Dataset
════
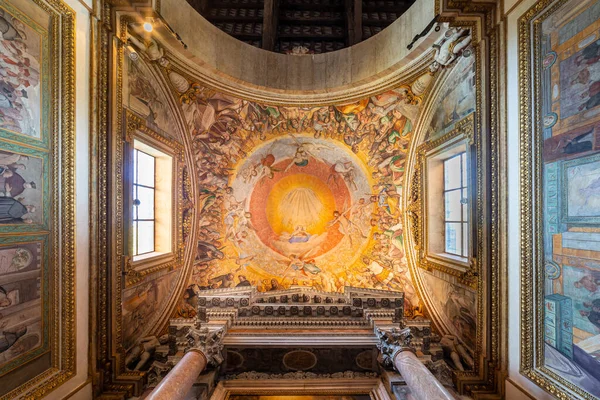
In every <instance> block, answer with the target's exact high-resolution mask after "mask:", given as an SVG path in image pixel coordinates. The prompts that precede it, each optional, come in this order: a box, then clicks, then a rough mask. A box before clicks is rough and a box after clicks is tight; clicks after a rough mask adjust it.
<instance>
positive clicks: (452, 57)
mask: <svg viewBox="0 0 600 400" xmlns="http://www.w3.org/2000/svg"><path fill="white" fill-rule="evenodd" d="M470 33H471V32H470V30H469V29H467V28H462V27H451V28H449V29H448V30H447V31H446V33H445V35H444V37H443V38H442V39H441V40H440V41H439V42H438V43H436V44H434V45H433V48H434V49H435V61H434V62H433V63H432V64H431V67H430V70H431V71H432V72H435V71H437V70H438V69H440V68H444V67H448V66H450V65H452V63H454V61H456V60H457V59H458V58H459V57H460V56H462V55H463V53H465V56H467V55H469V51H467V48H468V46H469V44H471V34H470Z"/></svg>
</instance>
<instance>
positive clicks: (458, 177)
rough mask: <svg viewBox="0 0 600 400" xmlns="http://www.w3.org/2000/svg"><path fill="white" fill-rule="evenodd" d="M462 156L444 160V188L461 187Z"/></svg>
════
Problem to solve
Reproduce the rows above with "rough mask" renamed to "coarse mask" throughout, leaving all other text unchanged. Omit the pictures.

Solution for this task
In every <instance> block, answer with the target's exact high-resolution mask after "mask:", given as an SVG path in image pixel coordinates. The prompts that precede it, each optional, come in this order: a box, then clicks, then a coarse mask. A box before clicks is rough and a box after clicks is tight; clicks after a coarse mask adjust it.
<instance>
positive clicks: (452, 57)
mask: <svg viewBox="0 0 600 400" xmlns="http://www.w3.org/2000/svg"><path fill="white" fill-rule="evenodd" d="M470 33H471V32H470V30H469V29H467V28H462V27H451V28H449V29H448V30H447V31H446V33H445V35H444V37H443V38H442V39H441V40H440V41H439V42H438V43H436V44H434V45H433V48H434V49H435V61H434V62H433V63H432V64H431V67H430V70H431V71H432V72H435V71H437V70H438V69H440V68H444V67H448V66H450V65H452V63H454V61H456V60H457V59H458V58H459V57H460V56H462V55H463V53H465V56H467V55H469V51H467V48H468V46H469V44H471V34H470Z"/></svg>
</instance>
<instance>
positive clicks: (458, 177)
coarse mask: <svg viewBox="0 0 600 400" xmlns="http://www.w3.org/2000/svg"><path fill="white" fill-rule="evenodd" d="M462 156L444 160V188L461 187Z"/></svg>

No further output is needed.